--- Dataset extract ---
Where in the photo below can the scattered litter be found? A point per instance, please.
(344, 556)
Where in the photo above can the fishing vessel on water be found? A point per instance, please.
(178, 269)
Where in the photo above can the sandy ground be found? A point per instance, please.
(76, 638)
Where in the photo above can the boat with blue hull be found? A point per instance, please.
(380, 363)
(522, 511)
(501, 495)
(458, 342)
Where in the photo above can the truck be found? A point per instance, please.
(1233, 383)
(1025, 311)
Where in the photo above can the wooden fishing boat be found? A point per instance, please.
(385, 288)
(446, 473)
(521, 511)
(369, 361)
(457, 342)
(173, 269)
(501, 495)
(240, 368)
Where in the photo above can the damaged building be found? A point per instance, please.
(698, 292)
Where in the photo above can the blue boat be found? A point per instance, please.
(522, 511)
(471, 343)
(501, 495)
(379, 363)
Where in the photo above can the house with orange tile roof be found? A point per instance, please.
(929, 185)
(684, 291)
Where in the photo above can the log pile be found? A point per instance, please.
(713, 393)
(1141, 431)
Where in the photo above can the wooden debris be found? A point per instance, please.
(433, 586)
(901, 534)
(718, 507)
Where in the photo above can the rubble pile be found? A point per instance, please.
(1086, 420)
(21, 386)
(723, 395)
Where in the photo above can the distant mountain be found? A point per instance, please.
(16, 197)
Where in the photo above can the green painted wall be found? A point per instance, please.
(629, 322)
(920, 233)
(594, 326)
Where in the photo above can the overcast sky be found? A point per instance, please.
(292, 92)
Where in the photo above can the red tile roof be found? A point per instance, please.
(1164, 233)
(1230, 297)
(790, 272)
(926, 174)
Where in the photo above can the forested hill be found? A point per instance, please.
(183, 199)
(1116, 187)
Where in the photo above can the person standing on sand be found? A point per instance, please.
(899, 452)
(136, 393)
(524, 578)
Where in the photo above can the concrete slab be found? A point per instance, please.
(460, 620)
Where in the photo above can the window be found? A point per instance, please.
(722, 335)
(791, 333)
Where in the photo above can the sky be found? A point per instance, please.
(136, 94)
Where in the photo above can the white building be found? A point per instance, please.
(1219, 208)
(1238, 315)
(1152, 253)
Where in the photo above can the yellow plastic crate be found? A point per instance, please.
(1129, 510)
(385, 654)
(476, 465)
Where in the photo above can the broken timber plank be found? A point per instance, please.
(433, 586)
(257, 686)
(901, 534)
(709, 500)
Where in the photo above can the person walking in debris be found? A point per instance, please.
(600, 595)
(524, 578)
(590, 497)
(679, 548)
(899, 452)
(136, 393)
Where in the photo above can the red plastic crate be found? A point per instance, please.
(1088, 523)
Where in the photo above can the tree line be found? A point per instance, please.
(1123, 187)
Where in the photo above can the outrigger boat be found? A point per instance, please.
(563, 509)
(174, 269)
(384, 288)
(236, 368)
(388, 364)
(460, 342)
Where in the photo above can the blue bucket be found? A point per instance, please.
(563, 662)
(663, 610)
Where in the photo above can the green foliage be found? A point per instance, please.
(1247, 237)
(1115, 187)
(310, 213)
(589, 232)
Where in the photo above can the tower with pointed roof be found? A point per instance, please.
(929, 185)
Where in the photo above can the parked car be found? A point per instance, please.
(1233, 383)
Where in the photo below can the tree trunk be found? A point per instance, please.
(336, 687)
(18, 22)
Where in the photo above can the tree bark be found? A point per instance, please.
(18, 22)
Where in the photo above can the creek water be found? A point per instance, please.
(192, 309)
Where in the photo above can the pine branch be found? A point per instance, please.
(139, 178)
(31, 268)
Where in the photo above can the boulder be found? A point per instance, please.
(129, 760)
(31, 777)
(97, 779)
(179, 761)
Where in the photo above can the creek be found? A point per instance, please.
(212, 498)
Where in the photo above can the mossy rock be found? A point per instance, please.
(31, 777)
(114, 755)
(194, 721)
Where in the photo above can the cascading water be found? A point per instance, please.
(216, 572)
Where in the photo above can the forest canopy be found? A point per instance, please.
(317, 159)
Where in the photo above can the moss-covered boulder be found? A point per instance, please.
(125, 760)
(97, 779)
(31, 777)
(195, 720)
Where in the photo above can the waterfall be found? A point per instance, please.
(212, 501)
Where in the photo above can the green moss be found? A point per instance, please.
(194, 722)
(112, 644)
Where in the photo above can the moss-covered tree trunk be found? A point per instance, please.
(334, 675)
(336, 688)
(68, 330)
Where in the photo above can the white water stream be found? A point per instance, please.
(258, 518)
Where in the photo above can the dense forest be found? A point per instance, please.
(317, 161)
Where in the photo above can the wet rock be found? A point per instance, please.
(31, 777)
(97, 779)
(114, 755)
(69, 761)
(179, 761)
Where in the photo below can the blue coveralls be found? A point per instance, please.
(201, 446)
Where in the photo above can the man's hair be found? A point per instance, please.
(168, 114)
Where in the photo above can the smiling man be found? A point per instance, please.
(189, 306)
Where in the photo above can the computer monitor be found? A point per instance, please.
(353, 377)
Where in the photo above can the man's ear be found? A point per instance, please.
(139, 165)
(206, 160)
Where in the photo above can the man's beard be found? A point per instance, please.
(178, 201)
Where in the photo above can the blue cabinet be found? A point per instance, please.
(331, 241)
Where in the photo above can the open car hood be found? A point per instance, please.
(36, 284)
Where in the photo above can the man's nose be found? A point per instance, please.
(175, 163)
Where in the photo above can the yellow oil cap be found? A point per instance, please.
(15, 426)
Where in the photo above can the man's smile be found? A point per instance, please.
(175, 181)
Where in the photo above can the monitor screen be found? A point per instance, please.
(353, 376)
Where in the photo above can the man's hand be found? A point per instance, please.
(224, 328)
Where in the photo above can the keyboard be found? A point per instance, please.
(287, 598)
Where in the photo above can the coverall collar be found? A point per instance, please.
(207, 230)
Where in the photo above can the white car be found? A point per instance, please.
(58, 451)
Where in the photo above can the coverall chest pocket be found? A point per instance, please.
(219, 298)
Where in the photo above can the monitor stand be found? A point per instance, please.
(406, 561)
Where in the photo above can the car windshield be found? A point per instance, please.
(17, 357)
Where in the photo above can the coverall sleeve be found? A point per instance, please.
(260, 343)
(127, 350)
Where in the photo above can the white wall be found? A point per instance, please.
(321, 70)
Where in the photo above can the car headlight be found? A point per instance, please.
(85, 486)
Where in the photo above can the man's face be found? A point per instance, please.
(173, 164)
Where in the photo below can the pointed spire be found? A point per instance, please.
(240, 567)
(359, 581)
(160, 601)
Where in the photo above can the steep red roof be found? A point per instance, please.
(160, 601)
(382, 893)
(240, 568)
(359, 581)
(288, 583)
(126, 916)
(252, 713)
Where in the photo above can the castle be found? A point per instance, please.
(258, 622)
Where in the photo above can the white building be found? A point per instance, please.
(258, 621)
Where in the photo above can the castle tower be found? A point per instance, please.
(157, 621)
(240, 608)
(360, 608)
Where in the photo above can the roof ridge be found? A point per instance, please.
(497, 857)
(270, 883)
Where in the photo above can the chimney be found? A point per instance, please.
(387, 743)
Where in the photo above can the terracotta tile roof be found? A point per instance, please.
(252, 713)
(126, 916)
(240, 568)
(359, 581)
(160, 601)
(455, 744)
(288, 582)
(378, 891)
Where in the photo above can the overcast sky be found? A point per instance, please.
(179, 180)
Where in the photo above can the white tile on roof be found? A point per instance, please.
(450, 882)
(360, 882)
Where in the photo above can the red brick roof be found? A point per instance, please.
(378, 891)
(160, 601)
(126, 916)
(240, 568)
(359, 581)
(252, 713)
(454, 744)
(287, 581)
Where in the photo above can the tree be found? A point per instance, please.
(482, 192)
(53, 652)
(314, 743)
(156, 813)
---
• [Task brief]
Every record listed above should be reproduced exactly.

• [Written solution]
Where in the photo below can the scattered litter be found? A point per instance, please.
(344, 556)
Where in the photo above can the fishing vessel on water be found? A point per instance, please.
(178, 269)
Where in the photo above can the sandy ground be found? A point per instance, please.
(76, 638)
Where in the photo above can the boat with blue hull be found? A point per instance, please.
(380, 363)
(522, 511)
(501, 495)
(458, 342)
Where in the photo above can the truck be found? A point per instance, please.
(1233, 383)
(1025, 311)
Where in the photo above can the wooden fishing boat be found? A point per instance, please.
(385, 288)
(446, 473)
(521, 511)
(369, 361)
(457, 342)
(173, 269)
(501, 495)
(240, 368)
Where in the photo above can the damaged building be found? A point per instance, please.
(698, 292)
Where in the photo above can the blue boat be found? A point per instance, please.
(522, 511)
(471, 343)
(501, 495)
(379, 363)
Where in the photo above can the house with orange tile roof be found? A point per instance, please.
(929, 185)
(684, 291)
Where in the photo above can the log pile be found? A point per instance, please.
(713, 393)
(1141, 431)
Where in the photo above can the wooden debris be found? A point per instance, please.
(433, 586)
(901, 534)
(718, 507)
Where in the photo above can the rubble pile be found? A point per instance, please.
(1086, 420)
(21, 386)
(723, 395)
Where in the photo above can the distant mountain be found? A point per instance, please.
(16, 197)
Where in the photo above can the green painted wall be found? A point per instance, please.
(629, 322)
(920, 233)
(594, 326)
Where in the photo above can the overcast sky be found? A point per instance, please.
(292, 92)
Where in the photo above can the red tile roof be found? A point per instance, please.
(1164, 233)
(1230, 297)
(790, 272)
(926, 174)
Where in the photo above can the forested hill be found? A point per instance, please.
(183, 199)
(1116, 187)
Where in the photo above can the person standing on sand be found? A point per instance, please.
(899, 452)
(136, 393)
(524, 578)
Where in the photo above can the concrete slab be found? A point per instance, please.
(460, 620)
Where in the photo above can the window be found? A point per instance, please.
(722, 335)
(791, 333)
Where in the photo above can the sky be found? A point per instance, please.
(136, 94)
Where in the photo above can the white building be found? A point per instance, please.
(1219, 208)
(1238, 315)
(1152, 253)
Where in the photo above can the yellow plastic crate be found? A point per instance, please.
(1129, 510)
(385, 654)
(476, 465)
Where in the photo above can the broken timber plank be found? A point per instance, please.
(433, 586)
(257, 686)
(901, 534)
(709, 500)
Where in the photo above can the person walking in debris be found? A point per instance, please.
(600, 595)
(524, 578)
(590, 497)
(679, 548)
(899, 452)
(136, 393)
Where in the photo above can the red plastic crate be found? A point per instance, please.
(1088, 523)
Where in the photo above can the tree line be found? A point per instance, please.
(1123, 187)
Where in the photo above can the outrigger boat be found? A point per instance, please.
(563, 509)
(174, 269)
(384, 288)
(236, 368)
(388, 364)
(460, 342)
Where in the photo above can the blue bucket be found? A point per instance, please.
(563, 662)
(663, 610)
Where in the photo above can the green foliage be found? A point per instance, please.
(1247, 237)
(1115, 187)
(310, 213)
(589, 232)
Where in the photo above can the tower with pointed roof be found? A point per instance, please.
(929, 185)
Where in the photo above can the parked car be found? A point per instance, please.
(1233, 383)
Where in the photo below can the tree trunk be found? A point per instance, please.
(336, 687)
(18, 22)
Where in the photo above can the tree bark be found? A point per instance, please.
(18, 22)
Where in the photo above can the creek water be found? A point per instance, please.
(192, 309)
Where in the photo above can the pine branch be found? A point per instance, please.
(139, 178)
(31, 268)
Where in the photo above can the boulder be found? A point per instance, please.
(129, 760)
(31, 777)
(97, 779)
(179, 761)
Where in the photo above can the creek be found? A point per instance, please.
(212, 498)
Where in the photo above can the mossy rock be found? A point per instance, please.
(31, 777)
(114, 755)
(194, 721)
Where in the photo above can the cascading water be found? A point per instance, please.
(216, 572)
Where in the photo above can the forest canopy be found? A point per instance, please.
(317, 159)
Where in the photo above can the moss-covered boulder be found? A point per instance, please.
(125, 760)
(97, 779)
(31, 777)
(195, 720)
Where in the photo above can the waterfall be found? A point per instance, please.
(212, 501)
Where in the photo above can the green moss be found? A point per instance, please.
(194, 722)
(112, 644)
Where in the photo above can the moss-covered tree trunk be found? A point per instance, please.
(334, 675)
(336, 688)
(68, 330)
Where in the photo above can the white water stream be found? A point per instance, please.
(258, 518)
Where in the photo above can the dense forest be found? A point per instance, please.
(317, 161)
Where in the photo above can the wet rock be found? A point per instance, please.
(31, 777)
(97, 779)
(114, 755)
(69, 761)
(179, 761)
Where in the photo below can the blue coveralls be found? A point per instance, please.
(201, 446)
Where in the photo above can the man's hair be found? A point per instance, please.
(168, 114)
Where in the photo above can the smiling man be found? A point per instance, please.
(189, 306)
Where in the photo above can the computer monitor be found? A point per instance, please.
(353, 377)
Where in the photo above can the man's ear be found? A point per instance, please.
(139, 165)
(206, 160)
Where in the photo above can the man's beard be found? A point per instance, please.
(178, 201)
Where in the photo above can the blue cabinet be found? A point per instance, please.
(331, 241)
Where in the photo above can the open car hood be found? A point per instance, please.
(36, 284)
Where in the photo above can the man's nose be found? A point per instance, please.
(175, 163)
Where in the photo above can the yellow oil cap be found? A point per instance, please.
(15, 426)
Where in the photo above can the man's smile be found? A point per instance, please.
(175, 181)
Where in the photo above can the monitor screen be found? A point per instance, please.
(353, 376)
Where in the photo above can the man's hand be found? A point per instance, please.
(224, 328)
Where in the photo above can the keyboard be found? A point per instance, please.
(287, 598)
Where in the photo above can the coverall collar be found? A point per instance, please.
(207, 230)
Where in the photo above can the white car be found? A point per instance, please.
(58, 451)
Where in the photo above can the coverall chest pocket be found? A point per instance, please.
(219, 298)
Where in the photo above can the monitor stand be found? A point per instance, please.
(406, 561)
Where in the photo above can the car windshield be found? A point per instance, please.
(17, 357)
Where in the photo above can the coverall sleeve be found? A point per instance, please.
(260, 343)
(127, 350)
Where in the photo above can the white wall be found? A point per instance, please.
(321, 70)
Where in the photo above can the car headlight be found? A point per instance, please.
(85, 486)
Where in the photo above can the man's face be found? A point per instance, please.
(173, 164)
Where in the photo below can the pointed spire be found? A point per instance, please.
(240, 567)
(359, 581)
(160, 601)
Where in the photo above can the steep red roof be found? A point per instance, please.
(160, 601)
(382, 893)
(240, 568)
(359, 581)
(288, 583)
(126, 916)
(252, 713)
Where in the photo above can the castle be found? A point per instance, please.
(258, 622)
Where in the photo above can the white building be found? A point per instance, please.
(258, 621)
Where in the photo above can the castle tower be found? A point per instance, please.
(157, 621)
(240, 608)
(360, 608)
Where in the photo above can the roof ridge be found? A point per instance, please.
(497, 857)
(270, 883)
Where in the photo above can the chimney be found? A point per instance, please.
(387, 743)
Where in the photo above can the terracotta tile roof be found? A point per instance, please.
(252, 713)
(126, 916)
(240, 568)
(359, 581)
(160, 601)
(455, 744)
(288, 582)
(378, 891)
Where in the photo above can the overcast sky be found? A point per instance, please.
(179, 180)
Where in the photo above can the white tile on roof be found? A point per instance, please.
(450, 882)
(360, 882)
Where in the photo above can the red brick roof be found? A point per instance, please.
(378, 891)
(160, 601)
(126, 916)
(240, 568)
(359, 581)
(252, 713)
(454, 744)
(287, 581)
Where in the photo above can the tree be found? A point per instance, please.
(482, 192)
(53, 652)
(314, 743)
(156, 813)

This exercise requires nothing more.